Texto fornecido:
•••••

Cheiro inevitavelmente espaços, tempos, pessoas e coisas. Cheiro filmes, no cinema e na tv, mesmo os piratas e os sobre piratas, cheiro até desenho animado. Quem não lembra do cheiro do Jamal caindo dentro da privada a céu aberto em "Quem Quer Ser Milionário?" Teatro, então, se os produtores, diretores de peças, atores e atrizes, cenógrafos, dramaturgos e dramaturgues, figurinistas, maquiadores, camareiras, iluminadoras, se esses não se preocuparem com o cheiro que vai compor a dramaturgia, sinto os ácaros das rotundas e das infiltrações ou a água sanitária do pano molhado que foi usado pra tentar tirar os ácaros. Os ácaros e a água sanitária me incomodam.

•••••

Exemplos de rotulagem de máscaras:

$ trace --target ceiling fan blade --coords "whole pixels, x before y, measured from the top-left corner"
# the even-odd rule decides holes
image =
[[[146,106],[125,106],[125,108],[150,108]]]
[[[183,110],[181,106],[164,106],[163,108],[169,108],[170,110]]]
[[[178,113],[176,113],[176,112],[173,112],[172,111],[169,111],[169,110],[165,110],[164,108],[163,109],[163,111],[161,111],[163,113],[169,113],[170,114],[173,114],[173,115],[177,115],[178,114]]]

•••••

Exercícios:
[1] Cite integralmente todas as linhas das entradas de rotulagem de máscaras, sem alterar nenhum caractere.
[2] Escreva a continuação do texto sobre cheiros, começando logo após a última frase apresentada.
O texto e as entradas não guardam nenhuma relação entre si.

Respostas dos exercícios:
[1]
$ trace --target ceiling fan blade --coords "whole pixels, x before y, measured from the top-left corner"
# the even-odd rule decides holes
image =
[[[146,106],[125,106],[125,108],[150,108]]]
[[[183,110],[181,106],[164,106],[163,108],[169,108],[170,110]]]
[[[178,113],[176,113],[176,112],[173,112],[172,111],[169,111],[169,110],[165,110],[164,108],[163,109],[163,111],[161,111],[163,113],[169,113],[170,114],[173,114],[173,115],[177,115],[178,114]]]

[2]
A Carmem Manito disse - e apesar da voz um pouco mirrada que ela tem, disse bem e mostrou bem o tema proposto - dizendo que foi a Lúcia Santaella que disse primeiro (e eu vi mesmo que foi ela), que os cheiros, inclusive o dos ácaros e da água sanitária, por serem agentes químicos, atingem um tipo de neurônio que só registra para a posteridade uma vaga lembrança da situação em que o cheiro estava inserido e essa vaga lembrança é, na verdade, uma memória afetiva, não imagética, ligada a algum prazer ou desprazer vivido. Por mais que eu reconheça o cheiro dos ácaros e imediatamente detecte que eles estão se divertindo, pulando, gritando, voando em minha volta, isso tudo é apenas um remetimento a alguma sensação afetiva vivida, provavelmente desagradável, um desprazer. O desagradável também é por conta da reação física que ele me provoca: coça o mais profundo do meu ser nasal, e quanto mais eu imagino que eles (ácaros) estão entrando nas minhas vias respiratórias, mais eloquente e dolorosa é a reação.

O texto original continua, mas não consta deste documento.